**What to work on:** Return each line of the material below that contains the string "face". Case must match.

**Data rows:**
---*---
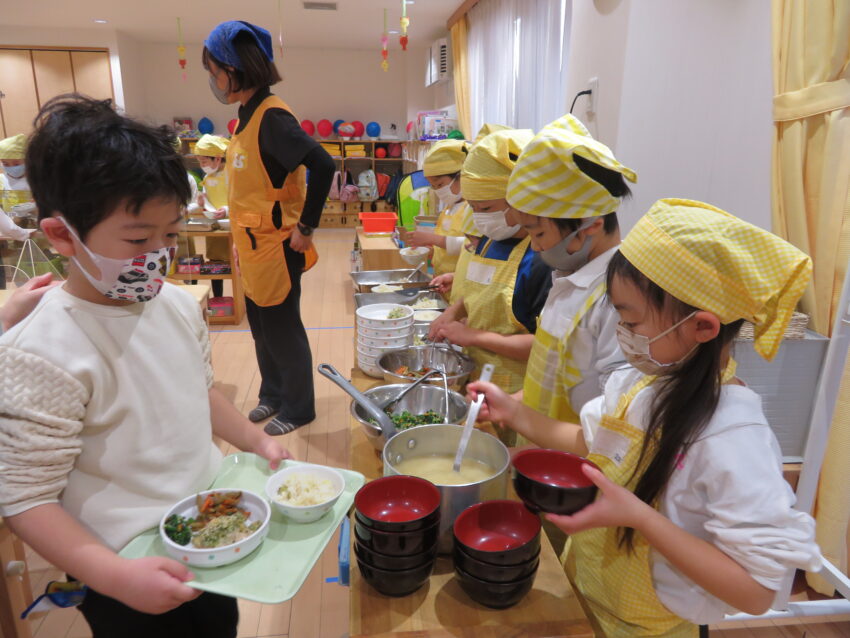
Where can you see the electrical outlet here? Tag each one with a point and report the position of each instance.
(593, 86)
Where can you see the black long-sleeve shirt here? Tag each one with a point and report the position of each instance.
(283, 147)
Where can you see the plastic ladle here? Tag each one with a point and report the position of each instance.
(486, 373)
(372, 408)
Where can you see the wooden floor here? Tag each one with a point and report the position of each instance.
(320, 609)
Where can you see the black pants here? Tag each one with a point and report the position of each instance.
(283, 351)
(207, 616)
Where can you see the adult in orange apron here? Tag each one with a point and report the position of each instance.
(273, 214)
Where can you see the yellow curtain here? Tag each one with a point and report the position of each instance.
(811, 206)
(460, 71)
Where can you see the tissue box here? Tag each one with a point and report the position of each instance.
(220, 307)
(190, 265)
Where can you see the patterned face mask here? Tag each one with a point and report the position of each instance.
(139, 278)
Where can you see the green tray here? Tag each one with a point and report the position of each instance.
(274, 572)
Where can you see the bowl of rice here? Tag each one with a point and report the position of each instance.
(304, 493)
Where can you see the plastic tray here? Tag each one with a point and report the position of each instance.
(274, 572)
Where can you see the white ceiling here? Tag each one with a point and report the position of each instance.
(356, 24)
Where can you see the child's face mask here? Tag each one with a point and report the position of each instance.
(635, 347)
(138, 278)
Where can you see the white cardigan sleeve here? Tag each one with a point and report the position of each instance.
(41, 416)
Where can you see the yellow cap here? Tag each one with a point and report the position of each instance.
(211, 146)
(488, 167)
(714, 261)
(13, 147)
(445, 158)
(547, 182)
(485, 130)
---*---
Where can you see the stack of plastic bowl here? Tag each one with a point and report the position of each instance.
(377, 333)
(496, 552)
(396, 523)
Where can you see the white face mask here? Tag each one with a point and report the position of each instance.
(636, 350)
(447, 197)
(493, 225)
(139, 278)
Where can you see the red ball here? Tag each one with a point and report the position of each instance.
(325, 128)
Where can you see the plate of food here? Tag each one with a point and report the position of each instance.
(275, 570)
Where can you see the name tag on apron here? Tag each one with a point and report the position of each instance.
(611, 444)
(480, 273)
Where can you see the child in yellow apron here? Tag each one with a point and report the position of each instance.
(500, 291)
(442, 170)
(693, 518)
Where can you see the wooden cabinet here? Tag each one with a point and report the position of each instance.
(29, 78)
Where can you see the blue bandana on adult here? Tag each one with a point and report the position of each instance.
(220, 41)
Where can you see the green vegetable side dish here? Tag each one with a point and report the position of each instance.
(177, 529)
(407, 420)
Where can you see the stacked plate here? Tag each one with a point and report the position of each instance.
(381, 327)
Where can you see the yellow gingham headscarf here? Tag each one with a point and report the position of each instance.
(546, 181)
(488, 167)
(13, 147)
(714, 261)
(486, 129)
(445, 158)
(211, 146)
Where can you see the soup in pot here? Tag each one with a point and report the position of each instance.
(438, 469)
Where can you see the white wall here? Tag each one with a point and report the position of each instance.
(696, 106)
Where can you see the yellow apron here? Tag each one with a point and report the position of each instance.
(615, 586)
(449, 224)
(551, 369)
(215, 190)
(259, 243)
---*---
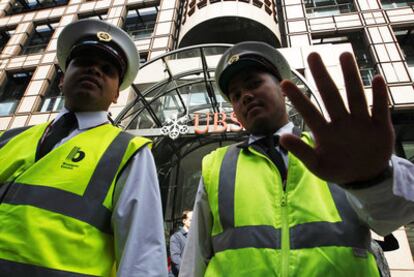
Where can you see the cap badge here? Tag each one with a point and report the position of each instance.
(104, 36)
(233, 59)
---*---
**Result below:**
Where can you see the patterned face mask here? Tag each one with a point and report the position of each instance.
Where can you see the child's face mask here? Tag each one with a point and report the position of each instance.
Where can you see the white face mask here? Tag each one with a point and report the position of each instance.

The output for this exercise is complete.